Sunday, April 24, 2011

Next week

Next week: Tina Fey's Bossypants.


SCHULTZ, HOWARD WITH JOANNE GORDON. Onward. New York: Rodale, 2011. ISBN: 978-1-60529-288-5. Pp. 350. $25.99.

There's a fad rippling through the American publishing industry. Remember when people used to walk around saying, "There is no way I'm reading an entire book about cod"? Or, "Is it really necessary to write the history of plastic bottles?" But nowadays, people are really into reading lengthy tomes encompassing the history, social and anthropological significances, and mythologies surrounding ordinary things. Mark Kurlansky may be the founding father, or at least the ringleader, of this fad. His books Cod and Salt are both hugely acclaimed. I just hope no one steals my idea to write the history of a grain of sand!

In a similar vein, I believe, is the corporate memoir, for which the reader chooses to spend more than twenty dollars and a dozen hours to read a long, and often repetitive, advertisement. Lucky for me, I went to college where a Starbucks was not within walking distance, and therefore I was like totally out of the loop during the coffee company's corporate hardships. As a consequence, much of Onwards was news to me. Of course it seems natural that a pricey coffee shop chain would suffer during the recession, but I didn't know, for example, that 600 stores were closed across the United States, or that they introduced a new brew called Pike's Place. I tried this magical drink for the first time on Friday. It was pretty good. It didn't have that trade-mark burnt taste, which Schultz attributes to the high quality of the bean, rather than to over-zealous roasting plants. I had my tall Pike's Place with a slice of berry coffee cake and a fruit cup. The cost was somewhere between seven and eight dollars. The fruit cup alone was $3.45, although that may have been due to the two slices of mango. How much does a mango cost anyway? But as I was saying, for less than a full meal, I paid for the full meal I could have gotten at the sandwich shop next door. Schultz may deny accusations of selling $4 lattes, but he's cutting it pretty damn close. The cost may also have been due to the faux-handwritten note on the paper bag in which the barista had put my cake. It was apologetic but also kind of mightier-than-thou. Hey Starbucks, what if I want my cake to be filled with artificial flavoring and preservatives? Now excuse me while I finish this Twinkie that I've sandwiched between two Snoballs.

Much of Schultz's work bemoans Starbucks's recent straying away from its rich heritage (shouldn't something be older than 40 to have heritage?) and his return as CEO (which, in Starbucks-speak, is ceo), during which he pulled his company from the brink with innovative coffee tastings and mass firings. I shouldn't actually make fun. I just found it strange to read about the day when 1,000 employees were fired in juxtaposition to the hiring of people from outside the company. And the chapter on the convention held in New Orleans in 2008 was genuinely moving. One of the organizers stayed in New Orleans a few days after the event and learned from a street vendor he was talking to that Starbucks had paid for this man's monthly mortgage. 10,000 employees had gathered in the city for the conference, during which each person was involved with five hours of community service. The amount they must have accomplished in a few days is mind-boggling. Of course, adding Bono to the mix kind of took the punch out of the whole thing, if you ask me.

───

» STATED GOAL
According to the review of Onward above, how many Starbucks employees gathered in New Orleans for the 2008 conference?

» DATASET SECTION
───

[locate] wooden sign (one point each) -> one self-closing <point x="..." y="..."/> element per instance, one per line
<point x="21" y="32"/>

───

» OUTPUT FOR THIS TASK
10,000 employees